課題
下の資料から、「uniform」という文字列を含む行をすべて抜き出してください。大文字と小文字は区別します。

提供された資料
════

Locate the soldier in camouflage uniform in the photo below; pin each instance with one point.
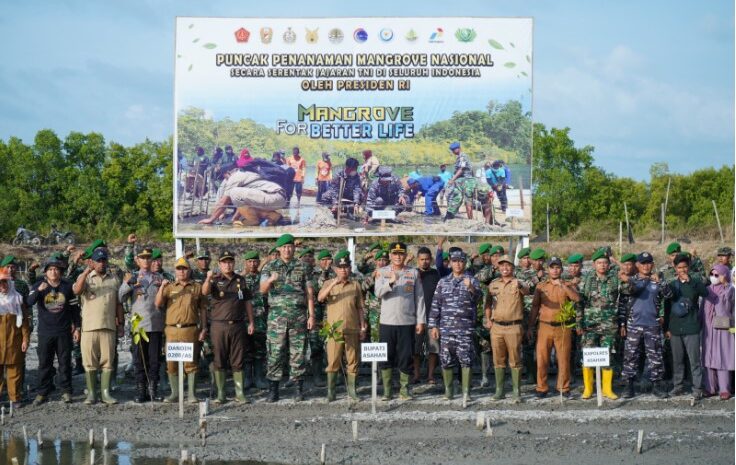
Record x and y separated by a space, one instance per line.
531 268
643 321
574 276
372 303
597 321
255 352
453 319
461 185
485 274
288 285
320 275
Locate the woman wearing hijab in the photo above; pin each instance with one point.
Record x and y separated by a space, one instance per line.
15 333
718 342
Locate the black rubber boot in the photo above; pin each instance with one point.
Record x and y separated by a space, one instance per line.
273 391
141 394
299 391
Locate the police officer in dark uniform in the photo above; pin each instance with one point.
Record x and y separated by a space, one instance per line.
230 306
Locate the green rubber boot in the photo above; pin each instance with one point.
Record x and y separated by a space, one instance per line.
465 376
516 385
331 382
387 388
105 396
404 393
352 393
447 380
220 382
500 374
174 384
191 388
90 377
239 390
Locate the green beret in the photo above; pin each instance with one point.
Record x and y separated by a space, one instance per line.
285 239
497 249
537 254
88 251
674 248
600 253
307 251
628 257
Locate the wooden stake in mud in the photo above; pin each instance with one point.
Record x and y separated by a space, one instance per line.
717 219
521 193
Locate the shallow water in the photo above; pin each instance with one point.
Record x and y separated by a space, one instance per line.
60 452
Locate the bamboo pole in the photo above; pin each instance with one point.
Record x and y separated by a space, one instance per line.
720 230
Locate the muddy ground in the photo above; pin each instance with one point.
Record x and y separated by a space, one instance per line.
427 430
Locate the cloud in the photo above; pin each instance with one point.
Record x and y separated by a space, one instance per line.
613 103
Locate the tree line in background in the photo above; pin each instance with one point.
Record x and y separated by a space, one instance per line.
502 132
99 189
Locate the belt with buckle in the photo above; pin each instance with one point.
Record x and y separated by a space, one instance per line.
183 325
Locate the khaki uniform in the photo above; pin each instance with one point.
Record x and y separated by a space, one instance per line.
547 300
344 303
12 357
99 303
507 314
186 316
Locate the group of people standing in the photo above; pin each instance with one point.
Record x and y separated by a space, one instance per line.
261 323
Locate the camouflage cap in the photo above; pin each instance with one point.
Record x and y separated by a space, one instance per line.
629 257
284 239
674 247
497 249
537 254
324 253
307 251
725 251
600 253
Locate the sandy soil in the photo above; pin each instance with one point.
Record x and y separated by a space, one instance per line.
427 430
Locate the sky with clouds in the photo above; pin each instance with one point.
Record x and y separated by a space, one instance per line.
642 82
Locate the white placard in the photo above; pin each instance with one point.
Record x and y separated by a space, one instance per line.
180 352
374 352
383 215
514 212
596 357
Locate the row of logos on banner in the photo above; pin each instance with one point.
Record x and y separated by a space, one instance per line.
360 35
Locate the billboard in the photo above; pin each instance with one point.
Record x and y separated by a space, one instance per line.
352 126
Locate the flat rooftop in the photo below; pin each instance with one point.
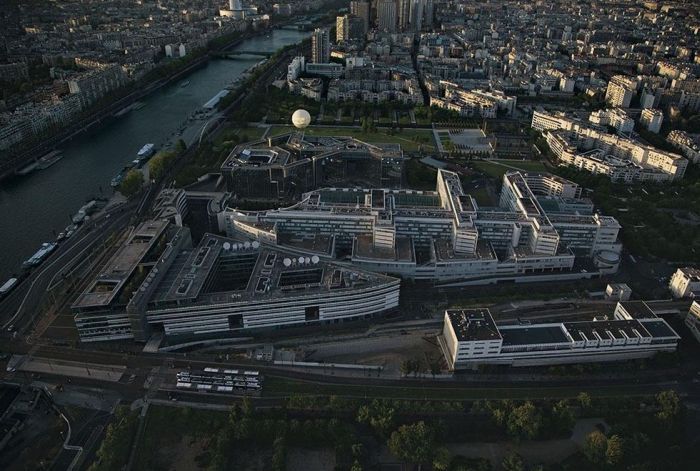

════

正解
Locate the soldier in camouflage uniform in the photo below; pin each instance with one point.
Locate the police officer in dark uniform in the photo above; pin each instance with one point.
Locate the khaki uniform in the photo above; pin each instance with one point.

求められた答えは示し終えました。